**Work request:** Determine how many lines in the listing contain the string "pebble". Only that number goes in the answer.

START Input material

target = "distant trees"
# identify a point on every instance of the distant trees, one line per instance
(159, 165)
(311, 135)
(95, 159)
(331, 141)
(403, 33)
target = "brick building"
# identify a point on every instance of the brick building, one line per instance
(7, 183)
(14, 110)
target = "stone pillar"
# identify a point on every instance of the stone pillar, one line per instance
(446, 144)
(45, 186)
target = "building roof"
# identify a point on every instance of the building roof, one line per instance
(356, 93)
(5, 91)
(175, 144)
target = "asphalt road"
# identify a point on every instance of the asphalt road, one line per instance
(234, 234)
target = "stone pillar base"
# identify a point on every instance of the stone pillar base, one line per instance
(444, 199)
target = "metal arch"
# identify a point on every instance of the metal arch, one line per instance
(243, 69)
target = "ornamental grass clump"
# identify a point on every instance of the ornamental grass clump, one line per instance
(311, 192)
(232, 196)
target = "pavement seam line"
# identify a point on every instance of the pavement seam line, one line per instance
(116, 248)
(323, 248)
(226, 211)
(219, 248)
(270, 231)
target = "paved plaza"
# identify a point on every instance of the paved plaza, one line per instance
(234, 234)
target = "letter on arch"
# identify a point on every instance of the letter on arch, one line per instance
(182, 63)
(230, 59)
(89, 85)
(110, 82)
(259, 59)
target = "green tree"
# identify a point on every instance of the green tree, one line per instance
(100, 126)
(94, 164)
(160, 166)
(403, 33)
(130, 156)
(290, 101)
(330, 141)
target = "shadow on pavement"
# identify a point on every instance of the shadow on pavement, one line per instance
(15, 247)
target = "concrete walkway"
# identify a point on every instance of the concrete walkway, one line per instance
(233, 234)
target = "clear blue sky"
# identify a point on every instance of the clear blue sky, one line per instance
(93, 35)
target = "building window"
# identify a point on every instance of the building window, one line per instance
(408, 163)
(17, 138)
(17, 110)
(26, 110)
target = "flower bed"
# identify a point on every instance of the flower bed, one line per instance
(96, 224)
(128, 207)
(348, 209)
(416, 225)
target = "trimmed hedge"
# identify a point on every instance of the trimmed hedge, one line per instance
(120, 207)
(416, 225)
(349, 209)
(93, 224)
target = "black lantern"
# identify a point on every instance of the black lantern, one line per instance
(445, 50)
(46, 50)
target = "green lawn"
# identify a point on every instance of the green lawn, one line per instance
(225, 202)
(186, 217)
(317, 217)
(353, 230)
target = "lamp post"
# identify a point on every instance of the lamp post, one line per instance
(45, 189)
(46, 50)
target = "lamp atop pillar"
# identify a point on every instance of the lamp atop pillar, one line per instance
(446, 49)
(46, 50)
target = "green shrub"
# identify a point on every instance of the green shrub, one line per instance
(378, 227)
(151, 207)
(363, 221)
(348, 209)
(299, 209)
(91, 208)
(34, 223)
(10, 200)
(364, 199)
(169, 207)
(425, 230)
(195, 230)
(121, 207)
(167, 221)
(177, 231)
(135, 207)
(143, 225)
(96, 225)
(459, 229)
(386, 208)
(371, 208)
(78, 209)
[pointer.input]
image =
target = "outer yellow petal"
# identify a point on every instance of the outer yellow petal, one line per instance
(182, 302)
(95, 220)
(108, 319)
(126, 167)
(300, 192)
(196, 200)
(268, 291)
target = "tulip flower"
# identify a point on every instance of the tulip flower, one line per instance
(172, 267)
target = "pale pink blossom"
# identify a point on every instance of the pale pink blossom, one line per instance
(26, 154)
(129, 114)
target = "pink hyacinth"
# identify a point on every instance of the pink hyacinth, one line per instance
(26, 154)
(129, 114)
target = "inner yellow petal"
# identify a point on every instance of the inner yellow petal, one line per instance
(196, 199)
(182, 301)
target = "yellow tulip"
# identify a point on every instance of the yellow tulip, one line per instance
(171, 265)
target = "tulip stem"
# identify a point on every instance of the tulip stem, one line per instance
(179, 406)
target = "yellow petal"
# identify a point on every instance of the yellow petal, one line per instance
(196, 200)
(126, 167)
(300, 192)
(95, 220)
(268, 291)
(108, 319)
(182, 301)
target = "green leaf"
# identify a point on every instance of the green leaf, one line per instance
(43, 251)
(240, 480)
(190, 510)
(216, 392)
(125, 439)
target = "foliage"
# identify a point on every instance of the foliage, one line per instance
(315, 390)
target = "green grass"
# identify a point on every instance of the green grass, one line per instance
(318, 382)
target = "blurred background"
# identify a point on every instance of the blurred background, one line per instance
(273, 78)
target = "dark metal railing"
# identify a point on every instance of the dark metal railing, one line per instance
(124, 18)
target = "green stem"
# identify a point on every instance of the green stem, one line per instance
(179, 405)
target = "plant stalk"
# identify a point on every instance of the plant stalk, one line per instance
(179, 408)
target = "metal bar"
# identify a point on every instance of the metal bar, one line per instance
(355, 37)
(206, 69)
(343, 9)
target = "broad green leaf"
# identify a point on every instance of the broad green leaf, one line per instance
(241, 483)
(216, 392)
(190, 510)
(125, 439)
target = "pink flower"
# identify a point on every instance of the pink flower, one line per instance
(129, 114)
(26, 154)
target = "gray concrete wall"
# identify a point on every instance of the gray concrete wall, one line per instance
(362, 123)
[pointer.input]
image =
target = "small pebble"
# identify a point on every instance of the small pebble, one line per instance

END Input material

**Response to the task:** 2